Text excerpt =
══════════════════════════════

Tomorrow Penguin Random House will release his book, The Tears of Things: Prophetic Wisdom for an Age of Outrage.
I have nearly finished a review copy of the book, a slim volume that packs a timely and contemplative wallop.
It is Rohr’s first book since The Universal Christ: How a Forgotten Reality Can Change Everything We See, Hope For, and Believe, which debuted at Number 12 on the New York Times nonfiction bestseller list in March, 2022.
Father Richard brought a copy of The Universal Christ for Pope Francis to their meeting at the Vatican in July of that year. The Pope said he had already read it.
He shared three times very directly, “I want you to keep doing what you’re doing, keep teaching what you’re teaching.” For this Catholic boy from Kansas, that is a wonderful, hard-to-believe affirmation coming from the Pope himself, for the whole Christian contemplative movement.
In telling the story at his Center for Action and Contemplation website in 2022, Rohr called The Universal Christ “my end-of-life book.” Not quite, as it turns out. Thank the Lord.
I love Richard Rohr. He is a writerly writer, a deep contemplative, and a humble sprite of a prophet. In an online appearance a few years ago he made light of his failing health by saying he had become a member of “the Stroke-of-the-Month Club.”

══════════════════════════════

Recorded data =

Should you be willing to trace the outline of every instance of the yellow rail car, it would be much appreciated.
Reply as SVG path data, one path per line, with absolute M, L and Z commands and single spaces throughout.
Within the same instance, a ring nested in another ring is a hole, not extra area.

══════════════════════════════

Problems and tasks =
a) From the passage about Richard Rohr's new book, list every passage that appears inside quotation marks.
b) Continue the passage about Richard Rohr's new book, picking up after its final sentence.

Results of the tasks =
a)
- “I want you to keep doing what you’re doing, keep teaching what you’re teaching.”
- “my end-of-life book.”
- “the Stroke-of-the-Month Club.”

b)
What makes The Tears of Things excruciatingly well timed is its arrival on Day 43 of the second Trump presidency.
Rohr in The Universal Christ wrote that transformation and growth entail passing through “a usually painful and seemingly unnecessary disorder.”
As Leonard Cohen puts it, “There is a crack in everything, that’s how the light gets in.” Your wife dies, your father loses his job, you were rejected on the playground as a child, you find out you are needy and sexual, you fail an exam for a coveted certification, or you finally realize that many people are excluded from your own well-deserved “life, liberty, and the pursuit of happiness.”
Prophets in the Bible made people uncomfortable by pointing out the failure of the existing order. They were agents of disorder. Some of them lived long enough to proclaim what Rohr in The Universal Christ calls “reorder.”
There is no nonstop flight to reorder, Rohr writes. We have to endure the disorder stage, transcend the previous naive order while still including it, and arrive at “the best of the conservative and the best of the liberal positions.”
That destination itself might sound naive in the hyper-polarization of the moment. But naive is not a word I associate with the likes of Jeremiah, Isaiah, and Ezekiel.
Rohr calls them “radical traditionalists” who love their truth and their group enough to critique it.
These wise ones have stopped overreacting but also overdefending. They are usually a minority of humans.
We need that minority of humans now more than ever.
Happy Birthday, Richard!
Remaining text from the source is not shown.